**Task:** Write out the listing below word for word, from its very start through the line that contains "271 253 L 248". Leave the pictures out of your answer.

**Dataset:**
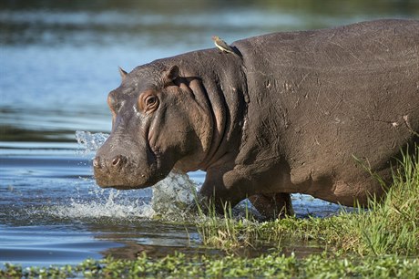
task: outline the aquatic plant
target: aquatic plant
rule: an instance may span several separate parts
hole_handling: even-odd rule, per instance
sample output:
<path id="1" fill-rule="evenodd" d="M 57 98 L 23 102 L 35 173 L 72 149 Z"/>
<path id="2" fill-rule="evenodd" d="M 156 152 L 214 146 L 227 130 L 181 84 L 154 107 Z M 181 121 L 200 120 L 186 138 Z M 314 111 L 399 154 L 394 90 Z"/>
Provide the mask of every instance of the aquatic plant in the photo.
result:
<path id="1" fill-rule="evenodd" d="M 271 253 L 248 259 L 192 256 L 183 253 L 153 259 L 143 253 L 136 260 L 110 257 L 101 261 L 86 260 L 76 265 L 47 268 L 22 268 L 5 264 L 0 277 L 14 278 L 234 278 L 234 277 L 309 277 L 309 278 L 417 278 L 419 260 L 397 256 L 331 257 L 325 254 L 298 259 Z"/>

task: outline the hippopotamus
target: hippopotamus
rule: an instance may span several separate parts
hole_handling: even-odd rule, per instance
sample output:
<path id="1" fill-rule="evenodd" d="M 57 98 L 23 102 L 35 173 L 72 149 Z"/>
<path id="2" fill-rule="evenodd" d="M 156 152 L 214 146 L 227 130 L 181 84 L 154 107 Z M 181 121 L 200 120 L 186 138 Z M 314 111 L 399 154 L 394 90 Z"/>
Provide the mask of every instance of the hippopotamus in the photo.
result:
<path id="1" fill-rule="evenodd" d="M 239 55 L 214 47 L 120 69 L 111 134 L 93 160 L 99 186 L 202 170 L 199 194 L 218 211 L 248 198 L 267 218 L 292 214 L 291 193 L 347 206 L 385 194 L 401 150 L 419 142 L 419 21 L 230 46 Z"/>

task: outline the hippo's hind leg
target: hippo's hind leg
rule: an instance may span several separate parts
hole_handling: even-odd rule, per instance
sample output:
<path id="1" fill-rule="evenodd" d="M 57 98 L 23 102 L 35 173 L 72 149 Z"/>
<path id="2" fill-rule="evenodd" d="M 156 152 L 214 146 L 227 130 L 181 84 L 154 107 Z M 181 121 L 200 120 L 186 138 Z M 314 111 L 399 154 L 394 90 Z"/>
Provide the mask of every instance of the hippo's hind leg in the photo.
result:
<path id="1" fill-rule="evenodd" d="M 289 193 L 257 194 L 250 197 L 249 200 L 263 217 L 270 220 L 294 214 Z"/>

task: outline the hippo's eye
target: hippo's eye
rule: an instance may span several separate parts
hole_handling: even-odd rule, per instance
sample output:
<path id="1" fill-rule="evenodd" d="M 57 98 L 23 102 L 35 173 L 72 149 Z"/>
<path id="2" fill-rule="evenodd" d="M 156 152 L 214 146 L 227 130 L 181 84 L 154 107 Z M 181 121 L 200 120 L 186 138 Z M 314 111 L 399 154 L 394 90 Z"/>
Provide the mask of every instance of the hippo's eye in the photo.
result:
<path id="1" fill-rule="evenodd" d="M 157 97 L 156 96 L 148 96 L 147 98 L 146 98 L 146 106 L 148 108 L 148 107 L 151 107 L 153 106 L 154 104 L 157 103 Z"/>
<path id="2" fill-rule="evenodd" d="M 145 113 L 150 113 L 158 107 L 158 98 L 151 92 L 142 94 L 138 99 L 139 109 Z"/>

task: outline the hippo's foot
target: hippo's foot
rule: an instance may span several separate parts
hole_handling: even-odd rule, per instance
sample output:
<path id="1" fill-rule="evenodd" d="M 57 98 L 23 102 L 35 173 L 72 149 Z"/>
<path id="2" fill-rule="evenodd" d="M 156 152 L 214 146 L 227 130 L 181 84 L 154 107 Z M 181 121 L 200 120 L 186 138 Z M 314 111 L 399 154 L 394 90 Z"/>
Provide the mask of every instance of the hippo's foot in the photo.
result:
<path id="1" fill-rule="evenodd" d="M 284 218 L 294 214 L 289 193 L 257 194 L 250 197 L 249 200 L 258 212 L 268 220 Z"/>

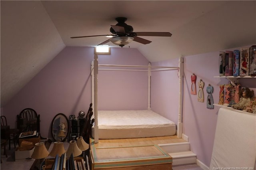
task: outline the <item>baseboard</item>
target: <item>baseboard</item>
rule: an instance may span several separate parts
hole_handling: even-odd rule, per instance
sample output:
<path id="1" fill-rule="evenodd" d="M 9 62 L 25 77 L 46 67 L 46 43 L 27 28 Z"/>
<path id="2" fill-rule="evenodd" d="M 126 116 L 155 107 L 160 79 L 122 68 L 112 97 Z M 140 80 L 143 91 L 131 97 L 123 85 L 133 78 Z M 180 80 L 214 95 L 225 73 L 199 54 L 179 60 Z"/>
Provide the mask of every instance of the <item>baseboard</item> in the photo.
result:
<path id="1" fill-rule="evenodd" d="M 204 170 L 209 170 L 209 169 L 210 168 L 205 165 L 204 164 L 200 161 L 198 159 L 196 159 L 196 164 L 197 164 L 197 165 L 202 168 Z"/>
<path id="2" fill-rule="evenodd" d="M 184 139 L 185 140 L 186 140 L 186 142 L 188 142 L 188 136 L 187 135 L 186 135 L 186 134 L 184 134 L 184 133 L 182 133 L 182 139 Z"/>

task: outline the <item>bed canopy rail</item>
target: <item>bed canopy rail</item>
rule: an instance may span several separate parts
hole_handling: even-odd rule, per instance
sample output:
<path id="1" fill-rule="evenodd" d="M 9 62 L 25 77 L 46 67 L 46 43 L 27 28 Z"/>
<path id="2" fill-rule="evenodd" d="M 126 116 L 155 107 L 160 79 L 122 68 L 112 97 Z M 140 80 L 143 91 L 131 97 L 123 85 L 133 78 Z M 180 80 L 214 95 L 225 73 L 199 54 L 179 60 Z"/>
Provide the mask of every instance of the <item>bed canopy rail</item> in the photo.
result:
<path id="1" fill-rule="evenodd" d="M 151 72 L 156 71 L 164 71 L 168 70 L 178 70 L 179 71 L 179 113 L 178 123 L 177 125 L 177 136 L 180 138 L 182 133 L 182 115 L 183 107 L 183 78 L 184 78 L 184 62 L 183 58 L 181 57 L 179 60 L 179 67 L 166 67 L 152 66 L 150 63 L 148 65 L 103 65 L 98 64 L 98 55 L 94 54 L 94 60 L 92 62 L 91 67 L 91 75 L 92 77 L 92 103 L 94 115 L 94 142 L 98 142 L 99 136 L 98 134 L 98 75 L 99 70 L 106 71 L 147 71 L 148 77 L 148 109 L 151 109 Z M 107 67 L 107 68 L 100 68 Z M 110 67 L 117 67 L 117 69 L 109 68 Z M 133 69 L 123 69 L 124 67 L 133 68 Z M 139 68 L 140 69 L 134 69 Z"/>

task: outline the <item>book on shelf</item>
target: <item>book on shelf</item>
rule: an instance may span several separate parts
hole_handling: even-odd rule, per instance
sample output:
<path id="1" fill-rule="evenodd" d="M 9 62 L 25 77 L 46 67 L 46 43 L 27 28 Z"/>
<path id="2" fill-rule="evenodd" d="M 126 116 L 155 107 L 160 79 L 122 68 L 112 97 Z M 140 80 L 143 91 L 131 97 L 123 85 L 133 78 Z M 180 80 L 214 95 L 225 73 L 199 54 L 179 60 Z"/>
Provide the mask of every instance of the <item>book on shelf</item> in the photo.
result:
<path id="1" fill-rule="evenodd" d="M 248 47 L 240 49 L 239 75 L 249 75 L 249 50 Z"/>
<path id="2" fill-rule="evenodd" d="M 233 53 L 230 51 L 226 51 L 225 54 L 225 75 L 233 75 Z"/>
<path id="3" fill-rule="evenodd" d="M 30 131 L 28 132 L 22 132 L 20 133 L 19 137 L 20 138 L 30 138 L 36 136 L 38 135 L 38 133 L 37 132 L 36 130 L 35 131 Z"/>
<path id="4" fill-rule="evenodd" d="M 239 50 L 234 50 L 234 58 L 233 59 L 233 75 L 238 76 L 239 75 Z"/>
<path id="5" fill-rule="evenodd" d="M 48 161 L 47 160 L 52 160 Z M 49 164 L 50 162 L 51 163 Z M 83 157 L 78 156 L 74 158 L 72 154 L 69 158 L 66 158 L 66 153 L 64 153 L 60 156 L 57 154 L 54 159 L 46 159 L 45 160 L 45 164 L 46 167 L 49 167 L 47 168 L 47 169 L 45 169 L 46 170 L 90 170 L 90 169 L 86 169 L 85 162 L 84 162 Z"/>

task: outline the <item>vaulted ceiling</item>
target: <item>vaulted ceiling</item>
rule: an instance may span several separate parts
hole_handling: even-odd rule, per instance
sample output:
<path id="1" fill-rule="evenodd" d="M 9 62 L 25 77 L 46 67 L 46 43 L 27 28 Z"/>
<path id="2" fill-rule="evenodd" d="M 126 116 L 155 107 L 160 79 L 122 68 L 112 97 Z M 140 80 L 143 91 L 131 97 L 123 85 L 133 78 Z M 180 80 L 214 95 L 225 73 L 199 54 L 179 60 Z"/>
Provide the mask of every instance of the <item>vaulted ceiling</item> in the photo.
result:
<path id="1" fill-rule="evenodd" d="M 115 18 L 146 37 L 136 48 L 155 62 L 256 43 L 255 1 L 1 1 L 1 107 L 66 46 L 94 47 Z M 111 42 L 110 47 L 120 48 Z"/>

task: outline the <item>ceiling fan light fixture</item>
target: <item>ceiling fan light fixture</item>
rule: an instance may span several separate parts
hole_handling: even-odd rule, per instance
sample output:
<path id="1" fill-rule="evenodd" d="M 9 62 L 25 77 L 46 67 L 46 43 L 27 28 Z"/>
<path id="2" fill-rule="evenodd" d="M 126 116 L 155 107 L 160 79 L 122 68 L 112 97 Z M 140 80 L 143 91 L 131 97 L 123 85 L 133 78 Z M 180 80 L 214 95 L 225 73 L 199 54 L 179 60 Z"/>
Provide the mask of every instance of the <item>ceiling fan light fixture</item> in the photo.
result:
<path id="1" fill-rule="evenodd" d="M 132 42 L 134 39 L 132 37 L 123 36 L 114 37 L 109 40 L 114 44 L 123 47 Z"/>

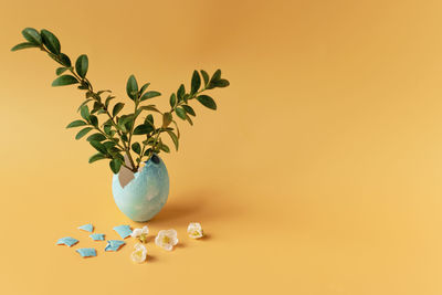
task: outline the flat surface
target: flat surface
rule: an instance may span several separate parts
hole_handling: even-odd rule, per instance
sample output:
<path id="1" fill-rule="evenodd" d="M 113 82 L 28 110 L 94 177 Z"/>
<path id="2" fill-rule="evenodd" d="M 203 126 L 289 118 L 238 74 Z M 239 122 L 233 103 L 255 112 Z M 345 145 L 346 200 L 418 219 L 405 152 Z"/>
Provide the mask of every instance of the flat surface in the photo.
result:
<path id="1" fill-rule="evenodd" d="M 2 3 L 1 293 L 442 294 L 441 17 L 440 1 L 407 0 Z M 150 240 L 135 265 L 133 240 L 107 253 L 76 229 L 117 240 L 113 226 L 143 224 L 64 128 L 81 94 L 50 87 L 41 52 L 9 52 L 24 27 L 87 53 L 119 97 L 130 74 L 161 106 L 193 69 L 231 81 L 162 156 L 169 201 L 147 224 L 178 231 L 173 252 Z M 188 239 L 189 222 L 208 238 Z"/>

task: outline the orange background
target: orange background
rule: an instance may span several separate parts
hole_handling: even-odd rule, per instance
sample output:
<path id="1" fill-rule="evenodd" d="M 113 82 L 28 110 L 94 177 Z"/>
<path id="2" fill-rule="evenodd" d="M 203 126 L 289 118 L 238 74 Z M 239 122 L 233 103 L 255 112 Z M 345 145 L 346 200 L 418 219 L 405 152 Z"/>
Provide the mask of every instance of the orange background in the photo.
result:
<path id="1" fill-rule="evenodd" d="M 440 1 L 28 0 L 2 3 L 0 27 L 2 294 L 442 294 Z M 193 69 L 231 81 L 162 155 L 171 191 L 148 225 L 177 229 L 173 252 L 150 241 L 135 265 L 134 241 L 104 253 L 76 230 L 139 224 L 64 128 L 81 93 L 50 86 L 41 52 L 9 51 L 25 27 L 87 53 L 120 99 L 130 74 L 161 106 Z"/>

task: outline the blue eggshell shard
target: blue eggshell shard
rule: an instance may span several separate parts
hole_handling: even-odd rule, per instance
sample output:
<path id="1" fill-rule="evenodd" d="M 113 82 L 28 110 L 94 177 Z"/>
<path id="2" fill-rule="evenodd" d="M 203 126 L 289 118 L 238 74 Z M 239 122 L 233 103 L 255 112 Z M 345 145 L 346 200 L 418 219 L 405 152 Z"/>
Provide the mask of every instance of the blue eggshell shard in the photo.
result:
<path id="1" fill-rule="evenodd" d="M 93 247 L 82 247 L 75 250 L 82 257 L 93 257 L 96 256 L 96 251 Z"/>
<path id="2" fill-rule="evenodd" d="M 126 239 L 131 234 L 131 230 L 129 225 L 118 225 L 114 228 L 114 231 L 116 231 L 122 239 Z"/>
<path id="3" fill-rule="evenodd" d="M 122 167 L 113 177 L 112 191 L 115 203 L 129 219 L 137 222 L 152 219 L 169 196 L 169 175 L 164 161 L 154 155 L 136 173 Z"/>
<path id="4" fill-rule="evenodd" d="M 59 241 L 56 241 L 57 245 L 66 245 L 66 246 L 73 246 L 76 243 L 78 243 L 78 240 L 71 236 L 62 238 Z"/>
<path id="5" fill-rule="evenodd" d="M 82 231 L 86 231 L 86 232 L 93 232 L 94 231 L 94 225 L 92 225 L 90 223 L 90 224 L 85 224 L 85 225 L 78 226 L 77 229 L 82 230 Z"/>
<path id="6" fill-rule="evenodd" d="M 104 233 L 93 233 L 93 234 L 90 234 L 90 236 L 94 241 L 104 241 Z"/>
<path id="7" fill-rule="evenodd" d="M 104 249 L 104 251 L 118 251 L 123 245 L 126 243 L 124 241 L 118 241 L 118 240 L 107 240 L 107 245 Z"/>

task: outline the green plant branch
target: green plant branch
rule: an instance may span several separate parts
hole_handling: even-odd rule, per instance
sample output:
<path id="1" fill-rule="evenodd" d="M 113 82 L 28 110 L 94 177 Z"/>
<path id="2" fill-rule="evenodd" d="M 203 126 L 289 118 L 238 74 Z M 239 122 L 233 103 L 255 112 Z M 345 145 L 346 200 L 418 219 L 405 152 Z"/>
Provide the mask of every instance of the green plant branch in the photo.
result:
<path id="1" fill-rule="evenodd" d="M 82 138 L 91 130 L 98 131 L 87 138 L 90 144 L 98 151 L 98 154 L 90 158 L 90 162 L 106 158 L 110 159 L 109 166 L 114 173 L 117 173 L 120 167 L 126 167 L 136 172 L 146 156 L 148 160 L 154 154 L 158 154 L 161 150 L 169 152 L 170 148 L 164 144 L 161 138 L 164 133 L 168 133 L 178 150 L 180 133 L 178 124 L 173 119 L 173 115 L 178 116 L 182 120 L 188 120 L 189 124 L 192 125 L 192 119 L 189 115 L 196 116 L 196 113 L 193 108 L 188 105 L 189 101 L 197 99 L 203 106 L 210 109 L 217 109 L 217 104 L 213 98 L 208 95 L 202 95 L 202 93 L 215 87 L 227 87 L 230 84 L 229 81 L 221 78 L 220 70 L 217 70 L 211 77 L 209 77 L 209 74 L 203 70 L 200 72 L 193 71 L 191 91 L 186 93 L 185 85 L 181 84 L 179 89 L 170 96 L 170 110 L 164 113 L 157 109 L 155 105 L 139 106 L 141 102 L 160 96 L 161 94 L 156 91 L 147 91 L 150 83 L 146 83 L 140 89 L 138 89 L 137 81 L 135 76 L 131 75 L 127 82 L 126 89 L 128 96 L 135 104 L 134 114 L 117 116 L 123 109 L 124 104 L 116 103 L 110 113 L 109 102 L 115 97 L 109 95 L 105 103 L 102 102 L 101 94 L 106 91 L 95 92 L 91 81 L 86 77 L 88 70 L 87 55 L 80 55 L 75 64 L 72 64 L 70 57 L 61 52 L 59 39 L 50 31 L 43 29 L 39 32 L 33 28 L 25 28 L 22 31 L 22 34 L 27 42 L 13 46 L 11 49 L 12 51 L 36 48 L 48 53 L 53 60 L 62 65 L 62 67 L 56 70 L 57 78 L 52 83 L 52 86 L 64 86 L 80 83 L 78 88 L 86 91 L 86 99 L 82 103 L 80 108 L 84 120 L 74 120 L 67 125 L 67 128 L 84 127 L 75 136 L 76 139 Z M 63 74 L 66 71 L 70 73 L 69 75 Z M 203 78 L 202 87 L 201 76 Z M 88 102 L 94 102 L 92 112 L 90 112 L 87 106 Z M 155 127 L 151 114 L 146 116 L 144 123 L 136 126 L 137 117 L 141 112 L 159 113 L 162 117 L 161 126 Z M 103 129 L 99 127 L 101 125 L 97 116 L 101 114 L 106 114 L 108 117 L 108 119 L 102 124 Z M 149 120 L 149 123 L 147 120 Z M 175 129 L 168 127 L 171 123 L 175 124 Z M 114 137 L 115 135 L 116 137 Z M 139 143 L 133 144 L 134 135 L 146 135 L 146 140 L 141 141 L 143 145 L 139 145 Z M 135 146 L 133 147 L 133 145 Z M 150 147 L 148 148 L 148 146 Z M 134 150 L 134 154 L 138 154 L 138 156 L 135 157 L 137 161 L 136 164 L 130 151 L 131 149 Z M 124 156 L 120 152 L 126 154 L 129 165 L 126 165 Z M 147 155 L 145 156 L 145 154 Z"/>

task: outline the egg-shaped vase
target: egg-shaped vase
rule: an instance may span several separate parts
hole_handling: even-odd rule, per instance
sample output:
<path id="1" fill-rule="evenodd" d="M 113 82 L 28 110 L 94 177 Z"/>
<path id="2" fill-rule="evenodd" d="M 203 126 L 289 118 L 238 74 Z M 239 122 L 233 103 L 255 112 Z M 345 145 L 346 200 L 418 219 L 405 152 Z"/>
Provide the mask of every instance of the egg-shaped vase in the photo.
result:
<path id="1" fill-rule="evenodd" d="M 154 155 L 138 172 L 122 167 L 112 180 L 112 192 L 118 209 L 129 219 L 145 222 L 166 204 L 169 175 L 166 165 Z"/>

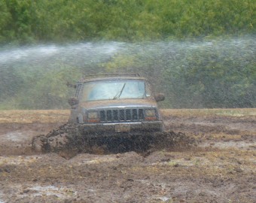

**Correct output:**
task: outline the aquatic plant
target: aquatic plant
rule: an instance may span several separate parts
hole_handling: even-odd rule, per instance
sample output:
<path id="1" fill-rule="evenodd" d="M 57 98 L 23 102 L 35 173 L 72 149 Z"/>
<path id="2" fill-rule="evenodd" d="M 156 152 L 214 146 L 227 130 L 181 84 L 154 107 Z M 181 121 L 200 120 L 186 138 Z M 314 111 L 399 154 L 394 90 Z"/>
Provide the mask of every instance of the aquatic plant in the photo.
result:
<path id="1" fill-rule="evenodd" d="M 271 253 L 248 259 L 192 256 L 183 253 L 153 259 L 143 253 L 136 260 L 110 257 L 101 261 L 86 260 L 76 265 L 47 268 L 22 268 L 5 264 L 0 277 L 14 278 L 234 278 L 234 277 L 309 277 L 309 278 L 417 278 L 419 260 L 397 256 L 331 257 L 325 254 L 298 259 Z"/>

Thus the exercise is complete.